Locate each line of the records below that contains the string "logo" and copy those lines out in full.
━━━━━ SOURCE MATERIAL
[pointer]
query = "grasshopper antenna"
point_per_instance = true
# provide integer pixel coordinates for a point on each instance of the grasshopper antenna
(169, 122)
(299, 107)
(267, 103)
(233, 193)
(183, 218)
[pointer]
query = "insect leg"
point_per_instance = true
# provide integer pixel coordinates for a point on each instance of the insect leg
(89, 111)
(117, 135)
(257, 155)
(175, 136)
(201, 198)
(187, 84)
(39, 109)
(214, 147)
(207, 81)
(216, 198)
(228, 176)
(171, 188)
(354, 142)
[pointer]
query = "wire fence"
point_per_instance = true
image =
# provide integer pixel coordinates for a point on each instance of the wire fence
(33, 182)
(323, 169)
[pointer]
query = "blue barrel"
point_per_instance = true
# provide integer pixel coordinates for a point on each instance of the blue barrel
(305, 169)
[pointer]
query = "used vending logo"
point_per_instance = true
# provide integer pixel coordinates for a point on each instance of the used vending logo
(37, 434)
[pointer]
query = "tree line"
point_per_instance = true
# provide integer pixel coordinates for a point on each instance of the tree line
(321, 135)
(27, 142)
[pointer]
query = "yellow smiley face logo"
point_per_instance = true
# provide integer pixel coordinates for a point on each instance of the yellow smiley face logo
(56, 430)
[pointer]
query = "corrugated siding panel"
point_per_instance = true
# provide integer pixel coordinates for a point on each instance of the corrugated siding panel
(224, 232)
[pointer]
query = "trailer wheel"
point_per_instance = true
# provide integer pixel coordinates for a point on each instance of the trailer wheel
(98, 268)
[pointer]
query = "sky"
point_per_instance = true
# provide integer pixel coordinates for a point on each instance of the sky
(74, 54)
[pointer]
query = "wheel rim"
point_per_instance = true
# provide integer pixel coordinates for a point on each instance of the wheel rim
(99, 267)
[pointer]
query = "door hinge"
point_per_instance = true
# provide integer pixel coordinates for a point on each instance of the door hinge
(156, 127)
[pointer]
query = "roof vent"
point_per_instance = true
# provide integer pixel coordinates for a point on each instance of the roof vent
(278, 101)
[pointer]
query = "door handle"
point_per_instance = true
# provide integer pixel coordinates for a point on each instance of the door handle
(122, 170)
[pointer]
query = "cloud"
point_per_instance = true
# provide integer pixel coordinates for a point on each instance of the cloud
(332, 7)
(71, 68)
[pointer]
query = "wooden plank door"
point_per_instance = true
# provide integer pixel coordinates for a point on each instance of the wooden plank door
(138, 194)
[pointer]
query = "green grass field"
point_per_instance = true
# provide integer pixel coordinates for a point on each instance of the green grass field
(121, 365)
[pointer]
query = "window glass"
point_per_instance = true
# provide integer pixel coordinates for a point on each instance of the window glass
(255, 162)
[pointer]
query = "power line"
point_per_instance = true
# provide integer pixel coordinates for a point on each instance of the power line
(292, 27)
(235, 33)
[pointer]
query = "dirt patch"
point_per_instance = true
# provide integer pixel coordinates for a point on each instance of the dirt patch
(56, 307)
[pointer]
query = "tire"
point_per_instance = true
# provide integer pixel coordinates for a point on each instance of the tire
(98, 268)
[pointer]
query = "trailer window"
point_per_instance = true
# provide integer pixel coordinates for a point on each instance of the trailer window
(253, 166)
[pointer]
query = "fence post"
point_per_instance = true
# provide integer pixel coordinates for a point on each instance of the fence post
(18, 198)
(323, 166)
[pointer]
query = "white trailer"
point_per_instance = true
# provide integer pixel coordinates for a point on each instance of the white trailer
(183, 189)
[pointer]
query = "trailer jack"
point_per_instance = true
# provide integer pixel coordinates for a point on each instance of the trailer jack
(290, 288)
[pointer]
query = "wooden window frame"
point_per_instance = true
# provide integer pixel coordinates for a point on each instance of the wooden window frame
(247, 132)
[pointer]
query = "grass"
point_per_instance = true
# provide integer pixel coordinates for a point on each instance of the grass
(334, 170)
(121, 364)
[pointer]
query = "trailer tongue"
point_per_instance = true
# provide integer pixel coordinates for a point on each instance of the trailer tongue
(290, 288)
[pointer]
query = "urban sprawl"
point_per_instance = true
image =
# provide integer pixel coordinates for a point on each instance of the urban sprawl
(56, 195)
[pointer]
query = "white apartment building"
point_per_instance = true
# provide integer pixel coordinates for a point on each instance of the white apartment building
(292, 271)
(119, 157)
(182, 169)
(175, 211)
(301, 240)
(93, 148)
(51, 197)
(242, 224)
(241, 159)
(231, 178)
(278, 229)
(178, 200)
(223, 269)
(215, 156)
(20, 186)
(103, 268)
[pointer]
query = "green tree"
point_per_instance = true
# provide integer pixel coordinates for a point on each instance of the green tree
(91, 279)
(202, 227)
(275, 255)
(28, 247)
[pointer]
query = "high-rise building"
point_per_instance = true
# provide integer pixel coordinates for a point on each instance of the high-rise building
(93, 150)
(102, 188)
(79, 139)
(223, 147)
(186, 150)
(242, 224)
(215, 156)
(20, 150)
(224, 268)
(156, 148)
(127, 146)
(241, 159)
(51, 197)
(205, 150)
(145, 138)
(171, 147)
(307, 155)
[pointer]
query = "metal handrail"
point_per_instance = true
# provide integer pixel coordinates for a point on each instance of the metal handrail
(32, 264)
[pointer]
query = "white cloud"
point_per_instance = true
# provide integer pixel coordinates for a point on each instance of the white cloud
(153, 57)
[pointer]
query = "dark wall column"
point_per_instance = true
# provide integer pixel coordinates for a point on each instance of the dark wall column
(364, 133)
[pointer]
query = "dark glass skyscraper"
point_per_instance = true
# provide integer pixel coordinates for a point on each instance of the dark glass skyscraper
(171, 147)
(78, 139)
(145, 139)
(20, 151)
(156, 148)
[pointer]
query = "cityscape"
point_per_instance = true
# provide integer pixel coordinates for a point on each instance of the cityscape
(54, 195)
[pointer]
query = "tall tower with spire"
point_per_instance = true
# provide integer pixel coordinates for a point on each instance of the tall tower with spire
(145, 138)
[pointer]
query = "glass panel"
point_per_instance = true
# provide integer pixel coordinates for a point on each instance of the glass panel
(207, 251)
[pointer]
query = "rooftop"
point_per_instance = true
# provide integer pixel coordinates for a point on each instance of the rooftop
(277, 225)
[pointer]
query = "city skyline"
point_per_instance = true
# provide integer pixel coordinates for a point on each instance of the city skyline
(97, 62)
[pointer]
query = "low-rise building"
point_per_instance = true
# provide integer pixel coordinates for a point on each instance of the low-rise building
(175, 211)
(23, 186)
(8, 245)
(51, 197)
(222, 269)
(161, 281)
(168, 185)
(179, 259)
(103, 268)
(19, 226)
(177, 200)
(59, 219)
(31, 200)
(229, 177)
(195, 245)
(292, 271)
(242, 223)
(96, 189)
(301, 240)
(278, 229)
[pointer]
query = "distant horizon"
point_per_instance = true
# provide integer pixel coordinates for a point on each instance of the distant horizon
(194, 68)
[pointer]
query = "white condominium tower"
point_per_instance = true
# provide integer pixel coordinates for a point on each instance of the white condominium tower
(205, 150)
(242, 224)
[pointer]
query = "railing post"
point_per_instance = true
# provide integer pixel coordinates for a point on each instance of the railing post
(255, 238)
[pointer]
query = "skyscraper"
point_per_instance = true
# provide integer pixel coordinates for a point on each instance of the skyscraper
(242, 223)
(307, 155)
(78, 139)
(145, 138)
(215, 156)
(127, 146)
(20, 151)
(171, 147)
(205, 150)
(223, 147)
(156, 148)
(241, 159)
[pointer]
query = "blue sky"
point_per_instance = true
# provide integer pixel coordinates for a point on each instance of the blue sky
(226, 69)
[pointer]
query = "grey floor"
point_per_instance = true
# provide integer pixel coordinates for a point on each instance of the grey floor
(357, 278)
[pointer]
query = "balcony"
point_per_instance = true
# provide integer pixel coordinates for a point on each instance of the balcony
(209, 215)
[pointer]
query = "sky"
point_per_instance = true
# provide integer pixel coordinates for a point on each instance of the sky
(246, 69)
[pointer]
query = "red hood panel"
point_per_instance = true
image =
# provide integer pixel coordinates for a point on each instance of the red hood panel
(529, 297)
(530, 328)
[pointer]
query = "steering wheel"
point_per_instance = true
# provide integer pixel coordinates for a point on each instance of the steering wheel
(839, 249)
━━━━━━━━━━
[ANSWER]
query = "used vending logo"
# provide integer pixel coordinates for a point on each instance of the used vending logo
query = "yellow smiley face logo"
# provide integer pixel coordinates for a point on each instance of the yellow smiley face logo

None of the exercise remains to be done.